- TASK DETAILS -
Show every line of the data below that contains the string "wall", matching case exactly.
##### RECORDS PROVIDED
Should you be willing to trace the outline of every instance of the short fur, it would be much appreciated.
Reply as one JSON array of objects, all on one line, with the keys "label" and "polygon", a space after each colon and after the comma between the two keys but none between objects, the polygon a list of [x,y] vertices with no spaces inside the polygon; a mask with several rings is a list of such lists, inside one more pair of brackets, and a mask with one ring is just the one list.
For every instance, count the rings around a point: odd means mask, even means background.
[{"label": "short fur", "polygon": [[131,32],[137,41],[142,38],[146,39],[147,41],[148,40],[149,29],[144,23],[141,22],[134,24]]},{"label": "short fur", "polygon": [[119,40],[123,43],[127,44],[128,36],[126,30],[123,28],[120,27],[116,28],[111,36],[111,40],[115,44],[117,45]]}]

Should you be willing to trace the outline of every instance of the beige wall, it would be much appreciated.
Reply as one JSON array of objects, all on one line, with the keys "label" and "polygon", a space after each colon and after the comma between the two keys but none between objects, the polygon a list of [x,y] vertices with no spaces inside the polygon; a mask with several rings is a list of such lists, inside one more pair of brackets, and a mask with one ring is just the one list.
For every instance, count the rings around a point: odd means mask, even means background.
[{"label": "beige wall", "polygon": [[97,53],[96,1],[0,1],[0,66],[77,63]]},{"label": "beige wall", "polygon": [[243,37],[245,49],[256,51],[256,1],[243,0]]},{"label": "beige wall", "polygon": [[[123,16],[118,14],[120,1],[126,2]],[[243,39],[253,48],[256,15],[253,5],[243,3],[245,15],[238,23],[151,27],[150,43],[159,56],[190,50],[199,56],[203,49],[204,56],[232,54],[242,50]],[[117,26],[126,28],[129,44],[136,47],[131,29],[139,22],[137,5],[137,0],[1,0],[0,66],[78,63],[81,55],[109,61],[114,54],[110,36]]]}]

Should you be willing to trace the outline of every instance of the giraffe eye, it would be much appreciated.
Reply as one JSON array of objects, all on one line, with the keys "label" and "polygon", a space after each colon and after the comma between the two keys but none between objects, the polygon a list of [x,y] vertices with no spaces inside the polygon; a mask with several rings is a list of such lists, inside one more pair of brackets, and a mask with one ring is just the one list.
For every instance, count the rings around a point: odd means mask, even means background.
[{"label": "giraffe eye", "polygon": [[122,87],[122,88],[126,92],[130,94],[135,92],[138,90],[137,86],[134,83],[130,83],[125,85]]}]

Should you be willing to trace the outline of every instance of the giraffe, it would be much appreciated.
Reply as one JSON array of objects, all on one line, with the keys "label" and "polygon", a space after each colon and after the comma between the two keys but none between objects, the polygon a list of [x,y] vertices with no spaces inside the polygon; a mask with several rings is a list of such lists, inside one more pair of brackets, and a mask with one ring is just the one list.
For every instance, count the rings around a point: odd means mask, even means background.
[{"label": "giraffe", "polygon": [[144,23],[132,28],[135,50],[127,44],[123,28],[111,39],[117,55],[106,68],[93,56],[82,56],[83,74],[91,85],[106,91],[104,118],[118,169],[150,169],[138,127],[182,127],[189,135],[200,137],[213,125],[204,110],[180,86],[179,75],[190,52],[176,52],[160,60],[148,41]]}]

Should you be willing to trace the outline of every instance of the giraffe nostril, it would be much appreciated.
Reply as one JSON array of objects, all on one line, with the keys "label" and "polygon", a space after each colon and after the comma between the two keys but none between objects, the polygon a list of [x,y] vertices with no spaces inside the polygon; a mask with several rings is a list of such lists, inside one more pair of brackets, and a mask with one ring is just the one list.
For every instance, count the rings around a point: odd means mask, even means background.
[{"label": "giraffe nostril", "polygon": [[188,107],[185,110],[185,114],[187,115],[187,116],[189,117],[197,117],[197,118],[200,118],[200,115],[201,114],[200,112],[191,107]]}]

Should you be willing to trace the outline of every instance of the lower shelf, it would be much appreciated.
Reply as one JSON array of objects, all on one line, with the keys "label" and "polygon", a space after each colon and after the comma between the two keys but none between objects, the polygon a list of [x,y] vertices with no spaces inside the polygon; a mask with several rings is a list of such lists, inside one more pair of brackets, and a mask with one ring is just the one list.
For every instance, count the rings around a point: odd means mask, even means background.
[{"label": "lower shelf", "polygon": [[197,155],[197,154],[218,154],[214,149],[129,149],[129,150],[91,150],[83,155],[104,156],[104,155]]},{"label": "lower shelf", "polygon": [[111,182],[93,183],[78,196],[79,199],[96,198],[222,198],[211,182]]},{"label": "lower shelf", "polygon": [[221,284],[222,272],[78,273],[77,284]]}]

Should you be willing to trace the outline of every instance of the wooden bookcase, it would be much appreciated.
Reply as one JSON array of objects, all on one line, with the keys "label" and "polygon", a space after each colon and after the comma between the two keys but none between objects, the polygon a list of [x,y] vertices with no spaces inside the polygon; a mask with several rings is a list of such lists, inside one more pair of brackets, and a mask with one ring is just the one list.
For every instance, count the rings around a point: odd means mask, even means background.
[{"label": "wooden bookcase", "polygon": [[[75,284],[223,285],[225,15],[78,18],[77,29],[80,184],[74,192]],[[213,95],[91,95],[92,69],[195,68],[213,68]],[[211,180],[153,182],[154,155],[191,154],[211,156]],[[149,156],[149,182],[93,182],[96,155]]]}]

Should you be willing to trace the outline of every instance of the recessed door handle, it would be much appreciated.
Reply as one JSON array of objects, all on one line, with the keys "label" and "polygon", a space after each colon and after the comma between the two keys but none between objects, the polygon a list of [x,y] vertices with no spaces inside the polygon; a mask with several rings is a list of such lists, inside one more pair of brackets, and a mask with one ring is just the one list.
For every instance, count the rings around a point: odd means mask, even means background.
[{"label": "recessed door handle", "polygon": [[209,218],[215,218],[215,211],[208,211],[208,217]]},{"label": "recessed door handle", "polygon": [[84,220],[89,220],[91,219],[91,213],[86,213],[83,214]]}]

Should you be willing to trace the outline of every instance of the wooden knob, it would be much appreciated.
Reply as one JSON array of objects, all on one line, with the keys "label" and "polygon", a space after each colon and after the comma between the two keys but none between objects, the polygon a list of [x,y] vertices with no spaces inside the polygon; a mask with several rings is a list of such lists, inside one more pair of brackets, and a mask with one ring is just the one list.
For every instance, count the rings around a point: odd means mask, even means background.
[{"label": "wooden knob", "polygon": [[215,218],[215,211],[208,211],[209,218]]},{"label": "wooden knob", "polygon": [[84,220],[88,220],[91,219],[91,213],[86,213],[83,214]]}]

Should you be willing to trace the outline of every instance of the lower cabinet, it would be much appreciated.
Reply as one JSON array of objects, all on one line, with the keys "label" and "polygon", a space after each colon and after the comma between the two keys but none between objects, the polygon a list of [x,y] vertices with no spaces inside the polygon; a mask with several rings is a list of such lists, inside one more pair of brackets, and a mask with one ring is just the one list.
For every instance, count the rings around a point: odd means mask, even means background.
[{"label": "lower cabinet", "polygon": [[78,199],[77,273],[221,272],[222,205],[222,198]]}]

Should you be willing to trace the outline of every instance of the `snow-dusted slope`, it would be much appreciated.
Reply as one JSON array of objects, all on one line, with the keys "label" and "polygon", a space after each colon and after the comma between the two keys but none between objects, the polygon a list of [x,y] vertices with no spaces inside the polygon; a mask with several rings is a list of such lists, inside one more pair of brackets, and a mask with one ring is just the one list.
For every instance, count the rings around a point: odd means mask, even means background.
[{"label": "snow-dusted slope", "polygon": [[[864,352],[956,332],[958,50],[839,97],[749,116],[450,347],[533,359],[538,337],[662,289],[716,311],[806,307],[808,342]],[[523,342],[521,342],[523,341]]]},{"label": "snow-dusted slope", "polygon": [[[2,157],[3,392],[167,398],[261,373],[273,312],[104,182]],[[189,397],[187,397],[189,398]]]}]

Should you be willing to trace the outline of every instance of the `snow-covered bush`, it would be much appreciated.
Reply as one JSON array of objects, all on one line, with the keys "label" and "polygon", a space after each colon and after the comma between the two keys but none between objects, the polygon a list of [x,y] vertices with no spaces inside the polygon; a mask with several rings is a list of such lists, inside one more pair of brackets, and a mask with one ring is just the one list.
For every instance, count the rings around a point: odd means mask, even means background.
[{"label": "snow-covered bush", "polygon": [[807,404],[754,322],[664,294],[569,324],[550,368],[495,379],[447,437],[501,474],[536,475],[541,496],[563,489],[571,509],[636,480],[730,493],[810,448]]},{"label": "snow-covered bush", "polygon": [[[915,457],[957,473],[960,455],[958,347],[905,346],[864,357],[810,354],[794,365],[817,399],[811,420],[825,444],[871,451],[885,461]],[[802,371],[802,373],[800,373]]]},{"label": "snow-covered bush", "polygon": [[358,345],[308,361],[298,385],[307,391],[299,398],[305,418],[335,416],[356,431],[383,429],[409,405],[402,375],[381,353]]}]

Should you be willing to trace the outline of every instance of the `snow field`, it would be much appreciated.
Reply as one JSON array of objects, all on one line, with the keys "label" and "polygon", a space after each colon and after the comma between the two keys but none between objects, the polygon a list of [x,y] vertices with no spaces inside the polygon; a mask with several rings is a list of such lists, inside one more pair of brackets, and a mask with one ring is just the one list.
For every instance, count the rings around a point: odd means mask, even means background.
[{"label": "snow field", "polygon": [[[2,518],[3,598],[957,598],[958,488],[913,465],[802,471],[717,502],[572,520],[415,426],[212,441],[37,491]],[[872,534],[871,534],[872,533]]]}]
##########
- TASK OUTPUT -
Should you be willing to trace the outline of every instance of the beige wall, it would be much appreciated.
[{"label": "beige wall", "polygon": [[97,53],[96,1],[0,1],[0,66],[77,63]]},{"label": "beige wall", "polygon": [[243,37],[245,49],[256,51],[256,1],[243,0]]},{"label": "beige wall", "polygon": [[[123,16],[118,14],[120,1],[126,2]],[[243,39],[253,48],[256,15],[253,5],[243,3],[245,15],[238,23],[151,27],[150,43],[159,56],[190,50],[199,56],[203,49],[204,56],[232,54],[242,50]],[[117,26],[126,28],[129,44],[136,47],[131,29],[139,22],[137,5],[137,0],[1,0],[0,66],[78,63],[81,55],[109,61],[114,54],[110,36]]]}]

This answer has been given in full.